• _Your task_
Keeping every word intact, reproduce all of the records.

━━━━━ Input records

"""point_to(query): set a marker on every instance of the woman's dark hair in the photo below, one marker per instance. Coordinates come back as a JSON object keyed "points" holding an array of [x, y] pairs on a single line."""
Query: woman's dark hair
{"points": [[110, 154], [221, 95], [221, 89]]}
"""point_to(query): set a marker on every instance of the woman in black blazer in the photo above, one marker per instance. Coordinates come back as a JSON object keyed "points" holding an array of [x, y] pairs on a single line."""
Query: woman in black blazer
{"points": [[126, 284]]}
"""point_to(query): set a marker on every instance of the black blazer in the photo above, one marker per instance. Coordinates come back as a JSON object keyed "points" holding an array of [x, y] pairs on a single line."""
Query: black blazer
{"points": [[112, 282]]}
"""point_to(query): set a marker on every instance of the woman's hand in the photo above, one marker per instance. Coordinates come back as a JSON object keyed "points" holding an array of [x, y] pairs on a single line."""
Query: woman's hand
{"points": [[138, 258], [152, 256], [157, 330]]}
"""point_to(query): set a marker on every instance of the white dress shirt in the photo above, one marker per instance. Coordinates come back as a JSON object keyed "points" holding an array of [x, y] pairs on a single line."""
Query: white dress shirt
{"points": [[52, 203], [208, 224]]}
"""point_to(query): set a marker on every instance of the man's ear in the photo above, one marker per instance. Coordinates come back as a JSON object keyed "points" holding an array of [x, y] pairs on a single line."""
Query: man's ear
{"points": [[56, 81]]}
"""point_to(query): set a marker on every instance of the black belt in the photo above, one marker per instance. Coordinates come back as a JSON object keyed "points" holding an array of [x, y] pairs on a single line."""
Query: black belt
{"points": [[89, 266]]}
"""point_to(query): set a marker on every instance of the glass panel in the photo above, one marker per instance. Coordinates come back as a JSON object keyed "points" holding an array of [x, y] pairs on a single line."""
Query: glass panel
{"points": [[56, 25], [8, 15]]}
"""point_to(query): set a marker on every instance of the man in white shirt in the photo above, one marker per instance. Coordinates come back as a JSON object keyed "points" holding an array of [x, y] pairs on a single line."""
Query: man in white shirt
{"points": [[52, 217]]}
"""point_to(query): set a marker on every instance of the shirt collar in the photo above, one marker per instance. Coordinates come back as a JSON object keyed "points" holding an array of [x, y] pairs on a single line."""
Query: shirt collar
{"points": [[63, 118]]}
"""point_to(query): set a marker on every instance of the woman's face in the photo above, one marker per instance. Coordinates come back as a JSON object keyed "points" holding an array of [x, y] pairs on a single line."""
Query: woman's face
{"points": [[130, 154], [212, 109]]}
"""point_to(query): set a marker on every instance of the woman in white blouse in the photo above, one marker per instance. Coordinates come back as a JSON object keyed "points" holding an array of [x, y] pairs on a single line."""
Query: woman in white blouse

━━━━━━━━━━

• _Problem solution_
"""point_to(query): set a marker on every instance of the woman's dark hair in the photo below, one marker per instance. Coordinates come back as a JSON object keyed "points" holding an array of [x, y] pairs on a single line."""
Query: woman's dark hair
{"points": [[110, 154], [221, 95], [221, 89]]}
"""point_to(query): set a marker on every instance of the woman in black blazer in the photo above, one marker per instance. Coordinates come back as a JSON object keyed "points" holding an array of [x, y] pairs on a single line."""
Query: woman in black blazer
{"points": [[126, 284]]}
"""point_to(query): set a marker on every instance of the black blazer in the photo above, one marker per instance. Coordinates come back as a JSON object keyed "points" holding an array of [x, y] pairs on a single line."""
Query: black blazer
{"points": [[112, 282]]}
"""point_to(query): set a marker on every instance of the woman's hand in the photo above, one marker per instance. Coordinates come back as a JSON object keyed "points" holding an array of [x, y] pairs on a single line."""
Query: woman's hand
{"points": [[138, 258], [152, 256], [157, 330]]}
"""point_to(query): set a marker on every instance of the white dress shirt in the photo above, one marker per instance. Coordinates come back as a JSON object keyed "points" holding an array of [x, y] pairs on a single line."""
Query: white dress shirt
{"points": [[52, 203], [208, 224]]}
"""point_to(query): set a marker on every instance of the man's ear in the photo above, one marker per instance. Coordinates come back as a JSON object keyed "points" holding an array of [x, y] pairs on a single line."""
Query: man's ear
{"points": [[56, 81]]}
"""point_to(query): set a marker on every instance of the black belt in the photo above, one marker per instance. Coordinates come back as a JSON object keyed "points" holding an array of [x, y] pairs on a single line."""
Query: black belt
{"points": [[89, 266]]}
"""point_to(query): set a marker on every instance of the glass panel in the photo above, one marker per instance. Coordinates come back as a JSON object keyed "points" holding an array of [x, y] pairs on a single line."""
Query: glass panel
{"points": [[56, 25], [8, 15]]}
"""point_to(query): set a marker on every instance of the man in white shirt in the photo above, one marker per instance. Coordinates come back as a JSON object keyed "points" holding an array of [x, y] pairs on a single line."""
Query: man in white shirt
{"points": [[52, 217]]}
"""point_to(query): set a marker on every instance of the shirt collar in the photo above, one marker per instance. Coordinates come back as a JSON object keyed "points" holding an array of [x, y] pairs on a single line."""
Query: shirt collar
{"points": [[63, 118]]}
"""point_to(query): set a marker on every instance of the woman's face in the photo above, one marker per instance. Coordinates come back as a JSON object keyed "points" holding an array of [x, y] pairs on a single line."""
Query: woman's face
{"points": [[130, 154], [212, 109]]}
"""point_to(query): set a marker on every instance of the woman in white blouse in the photo above, one marker per instance. Coordinates come back as a JSON object keyed "points" holding an array of [x, y] pairs on a single line."""
Query: woman in white blouse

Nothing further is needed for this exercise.